## TEXT SEGMENT
※
Bengaluru, July 16 (IANS) A 27-year-old woman from Kabul, who was suffering from short bowel syndrome with an inherited condition of blood clotting, has been given a new lease of life by the doctors at the Fortis Hospital on Bannerghatta Road here.
The patient had undergone removal of small intestine for gangrene in Kabul while she was pregnant five months back. However, the doctors there were not confident about the line of treatment to be adopted as small bowel transplant was not available there and thus there was minimal hope for her survival.
As a result of removal of intestine, she was dependent on TPN (total parenteral nutrition) for her nutrition and survival, because of which the patient's condition started deteriorating. She was airlifted from Kabul for immediate treatment at Fortis Bengaluru.
The doctors found that the patient had developed short bowel syndrome, which typically occurs in people who have no intestine to absorb fluid. The condition leads to poor absorption of nutrients causing weakness and leading to other co-morbidities in the longer run. The only alternative to cure the condition was a small bowel transplant.
The second wave of Covid delayed the allocation procedure by almost three months. By then, she developed multiple episodes of infection in the blood as she was dependent on injections and saline throughout day and night. The infections were treated with antibiotics.
"Amidst Covid-19 lockdown, it was difficult to find a suitable donor, therefore we had put the patient on waiting list for almost three months. We took all the efforts and ensured to keep her safe by following all Covid safety protocols. After three months, we received a donor (brain dead donor) for her, the transplant was performed immediately after the availability of the organ," said Mahesh Gopasetty, Senior Consultant, Hepato-Pancreato-Biliary and Liver Transplant Surgery, Fortis, in a statement.
The patient had a tendency to form blood clots and this risk was highest after transplant surgery. The doctors administered her blood thinners to prevent clots, which resulted in bleeding and another surgery.
The transplant turned out to be successful, now she is able to consume food and drink normally, the doctors said.
"My family is thankful to the doctors for giving a second life to my wife. I am grateful to the donor and Gopasetty for being so kind, supportive and performing the transplant successfully," said Gulam, the husband of the patient.
※
## EXERCISE SET
#1 Answer these from the transplant report:
(a) How old is the woman from Kabul?
(b) What delayed the allocation procedure by almost three months?
(c) How is Gulam related to the patient?
#2 Reproduce the transplant report from "The transplant turned" up to and including "of the patient.".

## GIVEN DATA
※
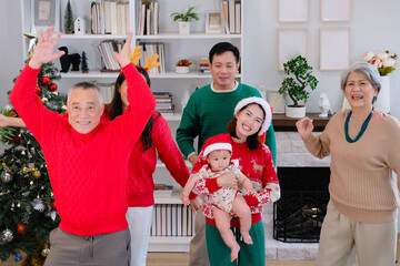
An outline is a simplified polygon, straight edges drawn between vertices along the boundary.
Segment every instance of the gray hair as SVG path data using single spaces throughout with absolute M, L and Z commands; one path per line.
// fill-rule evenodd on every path
M 79 82 L 79 83 L 74 84 L 68 92 L 67 104 L 69 103 L 69 100 L 71 98 L 71 92 L 77 88 L 80 88 L 80 89 L 83 89 L 83 90 L 89 90 L 89 89 L 96 90 L 97 93 L 98 93 L 98 99 L 99 99 L 100 105 L 103 104 L 103 99 L 102 99 L 100 89 L 97 85 L 94 85 L 93 83 L 91 83 L 91 82 Z
M 378 93 L 380 91 L 381 84 L 380 84 L 380 74 L 378 69 L 364 61 L 356 62 L 353 65 L 349 66 L 347 70 L 343 71 L 343 73 L 340 76 L 340 88 L 344 92 L 346 90 L 346 83 L 349 78 L 349 74 L 360 72 L 363 73 L 369 82 L 371 82 L 372 86 L 378 90 Z

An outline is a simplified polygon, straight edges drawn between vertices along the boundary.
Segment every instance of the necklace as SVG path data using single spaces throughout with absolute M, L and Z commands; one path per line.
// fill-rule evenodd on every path
M 348 116 L 346 117 L 346 122 L 344 122 L 344 134 L 346 134 L 346 140 L 348 143 L 354 143 L 357 142 L 358 140 L 360 140 L 360 137 L 362 136 L 362 134 L 364 133 L 364 131 L 367 130 L 367 126 L 372 117 L 372 113 L 373 113 L 373 108 L 372 108 L 372 111 L 371 113 L 368 115 L 368 117 L 366 119 L 366 121 L 362 123 L 361 125 L 361 130 L 360 132 L 358 133 L 358 135 L 354 137 L 354 139 L 351 139 L 350 135 L 349 135 L 349 121 L 350 121 L 350 117 L 351 117 L 351 114 L 352 114 L 352 111 L 349 112 Z

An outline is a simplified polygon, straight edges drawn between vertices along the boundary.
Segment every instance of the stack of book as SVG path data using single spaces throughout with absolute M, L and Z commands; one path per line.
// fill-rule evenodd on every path
M 153 54 L 158 54 L 159 59 L 157 62 L 161 62 L 161 64 L 157 68 L 149 70 L 151 74 L 166 73 L 166 52 L 164 52 L 164 43 L 163 42 L 141 42 L 139 43 L 142 47 L 143 57 L 140 58 L 139 64 L 144 65 L 147 58 L 151 58 Z
M 198 64 L 199 64 L 199 68 L 200 68 L 200 72 L 201 72 L 201 73 L 211 73 L 209 62 L 210 62 L 210 61 L 209 61 L 208 58 L 199 58 L 199 59 L 198 59 Z
M 160 4 L 157 1 L 137 1 L 137 32 L 139 35 L 156 35 L 159 33 Z
M 156 112 L 173 113 L 174 105 L 170 92 L 153 92 L 156 98 Z
M 240 34 L 241 32 L 241 2 L 236 0 L 220 0 L 222 32 Z
M 122 50 L 124 41 L 114 41 L 114 40 L 106 40 L 100 42 L 98 45 L 100 54 L 101 54 L 101 62 L 102 62 L 102 69 L 100 71 L 111 71 L 111 72 L 118 72 L 120 71 L 120 65 L 116 61 L 116 59 L 112 55 L 112 52 L 120 52 Z
M 194 217 L 190 206 L 156 204 L 151 221 L 151 236 L 193 236 Z
M 91 32 L 93 34 L 127 34 L 129 2 L 99 0 L 91 2 Z

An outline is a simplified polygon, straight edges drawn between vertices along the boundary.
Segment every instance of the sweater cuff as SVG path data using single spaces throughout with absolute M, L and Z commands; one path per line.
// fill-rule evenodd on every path
M 246 203 L 249 206 L 258 206 L 260 204 L 259 200 L 257 197 L 254 197 L 253 195 L 246 195 L 243 197 L 244 197 Z
M 210 194 L 221 188 L 217 183 L 217 178 L 206 178 L 206 187 Z

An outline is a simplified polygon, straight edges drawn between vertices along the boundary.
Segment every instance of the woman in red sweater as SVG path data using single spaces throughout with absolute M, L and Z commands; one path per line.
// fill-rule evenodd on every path
M 146 70 L 137 66 L 150 86 Z M 121 72 L 116 81 L 114 95 L 106 108 L 103 116 L 114 120 L 128 108 L 127 81 Z M 166 119 L 154 112 L 149 119 L 139 142 L 129 158 L 129 208 L 127 221 L 131 233 L 131 266 L 146 266 L 149 246 L 152 209 L 154 205 L 154 183 L 157 155 L 167 166 L 172 177 L 183 187 L 190 173 L 171 136 Z
M 274 171 L 272 154 L 266 144 L 260 141 L 271 124 L 271 110 L 261 98 L 247 98 L 234 108 L 234 116 L 227 125 L 227 134 L 232 145 L 231 162 L 251 181 L 258 196 L 244 195 L 251 211 L 250 236 L 253 244 L 248 245 L 240 237 L 240 223 L 237 216 L 231 219 L 231 229 L 240 246 L 239 257 L 231 262 L 231 250 L 221 238 L 216 226 L 212 209 L 216 207 L 208 196 L 222 186 L 237 186 L 233 174 L 224 174 L 218 178 L 198 181 L 194 192 L 204 195 L 203 214 L 206 216 L 206 241 L 211 266 L 266 265 L 264 229 L 261 221 L 263 205 L 271 204 L 280 197 L 280 186 Z M 204 149 L 206 146 L 203 146 Z M 192 173 L 203 165 L 203 149 Z M 232 183 L 232 181 L 234 181 Z

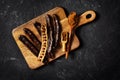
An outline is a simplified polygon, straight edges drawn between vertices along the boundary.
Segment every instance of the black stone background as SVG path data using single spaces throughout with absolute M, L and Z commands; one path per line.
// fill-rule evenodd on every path
M 120 0 L 0 0 L 0 80 L 120 80 Z M 95 10 L 94 22 L 77 28 L 81 46 L 64 57 L 31 70 L 11 31 L 61 6 L 66 14 Z

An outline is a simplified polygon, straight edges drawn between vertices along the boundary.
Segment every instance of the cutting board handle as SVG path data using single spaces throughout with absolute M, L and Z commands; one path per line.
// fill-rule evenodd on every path
M 81 26 L 93 21 L 95 17 L 96 17 L 96 13 L 93 10 L 84 12 L 82 15 L 80 15 L 80 21 L 78 23 L 78 26 Z

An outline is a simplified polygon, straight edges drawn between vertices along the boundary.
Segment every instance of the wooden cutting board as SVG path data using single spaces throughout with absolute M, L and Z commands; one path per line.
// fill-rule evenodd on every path
M 69 32 L 70 30 L 70 26 L 68 24 L 68 18 L 65 14 L 65 11 L 60 8 L 60 7 L 56 7 L 18 27 L 16 27 L 15 29 L 13 29 L 12 31 L 12 35 L 20 49 L 20 51 L 22 52 L 22 55 L 24 56 L 25 58 L 25 61 L 26 63 L 28 64 L 29 68 L 31 69 L 36 69 L 36 68 L 39 68 L 40 66 L 44 65 L 44 63 L 40 62 L 39 60 L 37 60 L 38 58 L 19 40 L 19 36 L 21 34 L 25 35 L 23 29 L 24 28 L 28 28 L 30 29 L 32 32 L 34 32 L 34 34 L 36 35 L 36 37 L 41 41 L 41 37 L 39 35 L 39 33 L 37 32 L 37 30 L 35 29 L 34 27 L 34 23 L 37 21 L 37 22 L 40 22 L 41 24 L 45 24 L 46 20 L 45 20 L 45 16 L 46 14 L 49 14 L 49 15 L 53 15 L 53 14 L 56 14 L 57 16 L 59 16 L 60 18 L 60 24 L 62 25 L 62 30 L 63 31 L 67 31 Z M 88 14 L 91 14 L 91 18 L 87 18 L 86 16 Z M 78 26 L 81 26 L 83 24 L 86 24 L 88 22 L 91 22 L 95 19 L 95 13 L 93 11 L 88 11 L 87 13 L 84 13 L 80 16 L 80 22 L 78 24 Z M 76 48 L 78 48 L 80 46 L 80 42 L 77 38 L 76 35 L 74 35 L 74 38 L 73 38 L 73 42 L 72 42 L 72 45 L 71 45 L 71 50 L 74 50 Z M 55 59 L 57 59 L 58 57 L 64 55 L 65 53 L 62 52 L 61 48 L 59 48 L 56 53 L 55 53 Z M 55 60 L 54 59 L 54 60 Z M 50 62 L 52 61 L 53 59 L 50 60 Z

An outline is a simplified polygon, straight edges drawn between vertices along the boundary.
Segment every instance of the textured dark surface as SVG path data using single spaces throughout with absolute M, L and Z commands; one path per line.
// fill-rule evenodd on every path
M 120 0 L 0 0 L 0 80 L 120 80 Z M 61 6 L 66 14 L 95 10 L 97 19 L 76 30 L 81 46 L 39 68 L 28 68 L 11 31 Z

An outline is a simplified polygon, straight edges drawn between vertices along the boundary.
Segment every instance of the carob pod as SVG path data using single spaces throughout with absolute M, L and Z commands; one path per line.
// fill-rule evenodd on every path
M 36 30 L 38 31 L 39 35 L 41 36 L 42 32 L 41 32 L 41 24 L 39 22 L 35 22 L 34 23 L 34 27 L 36 28 Z M 44 57 L 44 60 L 43 60 L 43 63 L 48 63 L 49 60 L 48 60 L 49 56 L 48 54 L 46 53 L 45 57 Z
M 38 38 L 35 36 L 35 34 L 28 28 L 23 29 L 25 34 L 32 40 L 35 47 L 40 50 L 41 48 L 41 42 L 38 40 Z
M 35 56 L 38 56 L 39 50 L 27 39 L 26 36 L 20 35 L 19 40 L 27 46 L 27 48 L 34 53 Z
M 47 25 L 47 35 L 48 35 L 48 48 L 47 48 L 47 55 L 49 58 L 54 58 L 52 53 L 53 49 L 53 26 L 52 26 L 52 18 L 50 15 L 46 15 L 46 25 Z
M 41 36 L 41 24 L 39 22 L 34 23 L 35 28 L 37 29 L 38 33 Z
M 47 27 L 44 25 L 41 26 L 41 37 L 42 37 L 42 46 L 38 55 L 38 60 L 43 62 L 48 47 Z
M 54 27 L 54 49 L 58 46 L 60 40 L 61 27 L 57 15 L 53 14 L 53 27 Z

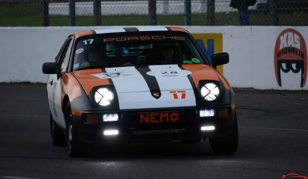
※
## EXERCISE RESPONSES
#1
(a) 27 years old
(b) The second wave of Covid
(c) He is her husband.

#2
The transplant turned out to be successful, now she is able to consume food and drink normally, the doctors said.
"My family is thankful to the doctors for giving a second life to my wife. I am grateful to the donor and Gopasetty for being so kind, supportive and performing the transplant successfully," said Gulam, the husband of the patient.